• [PASSAGE GIVEN]:
::::
You are viewing a plain text version of this content. The canonical link for it is here.
Posted to issues-all@impala.apache.org by "Quanlong Huang (Jira)" <ji...@apache.org> on 2021/05/09 08:25:00 UTC

[jira] [Updated] (IMPALA-7471) Impala crashes or returns incorrect results when querying parquet nested types

     [ https://issues.apache.org/jira/browse/IMPALA-7471?page=com.atlassian.jira.plugin.system.issuetabpanels:all-tabpanel ]

Quanlong Huang updated IMPALA-7471:
-----------------------------------
    Target Version: Impala 4.1  (was: Impala 4.0)

> Impala crashes or returns incorrect results when querying parquet nested types
> ------------------------------------------------------------------------------
>
>                 Key: IMPALA-7471
>                 URL: https://issues.apache.org/jira/browse/IMPALA-7471
>             Project: IMPALA
>          Issue Type: Bug
>          Components: Backend
>            Reporter: Tim Armstrong
>            Assignee: Csaba Ringhofer
>            Priority: Critical
>              Labels: complextype, correctness, crash, parquet
>         Attachments: test_users_131786401297925138_0.parquet
>
>
> From http://community.cloudera.com/t5/Interactive-Short-cycle-SQL/Impala-bug-with-nested-arrays-of-structures-where-some-of/m-p/78507/highlight/false#M4779
> {quote}We found a case where Impala returns incorrect values from simple query. Our data contains nested array of structures and structures contains other structures.
::::
Outline labeling data:
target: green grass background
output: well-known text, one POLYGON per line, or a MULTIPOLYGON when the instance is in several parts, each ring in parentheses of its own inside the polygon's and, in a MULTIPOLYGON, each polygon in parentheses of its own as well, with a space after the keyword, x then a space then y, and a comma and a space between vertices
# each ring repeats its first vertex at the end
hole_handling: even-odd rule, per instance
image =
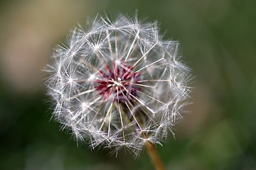
MULTIPOLYGON (((170 134, 163 147, 157 146, 166 169, 256 169, 256 1, 0 1, 0 51, 11 51, 6 42, 26 30, 50 33, 57 35, 45 39, 42 55, 48 60, 76 22, 85 25, 87 18, 104 12, 132 16, 137 10, 139 18, 159 21, 164 39, 179 41, 182 60, 196 76, 193 103, 175 127, 175 139, 170 134)), ((23 50, 29 53, 33 47, 23 50)), ((0 59, 6 57, 4 52, 0 59)), ((144 151, 134 159, 124 151, 117 157, 109 155, 111 150, 92 151, 86 142, 78 147, 68 131, 49 120, 43 81, 19 88, 4 61, 0 60, 0 169, 153 169, 144 151)))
::::
• [DIRECTION]: Rewrite the Jira update notice from "Posted to issues-all@impala.apache.org" down to "(was: Impala 4.0)", renaming "Target Version" as "Fix Version". Rely on the Jira update notice alone.

• [FINAL ANSWER]:
Posted to issues-all@impala.apache.org by "Quanlong Huang (Jira)" <ji...@apache.org> on 2021/05/09 08:25:00 UTC

[jira] [Updated] (IMPALA-7471) Impala crashes or returns incorrect results when querying parquet nested types

     [ https://issues.apache.org/jira/browse/IMPALA-7471?page=com.atlassian.jira.plugin.system.issuetabpanels:all-tabpanel ]

Quanlong Huang updated IMPALA-7471:
-----------------------------------
    Fix Version: Impala 4.1  (was: Impala 4.0)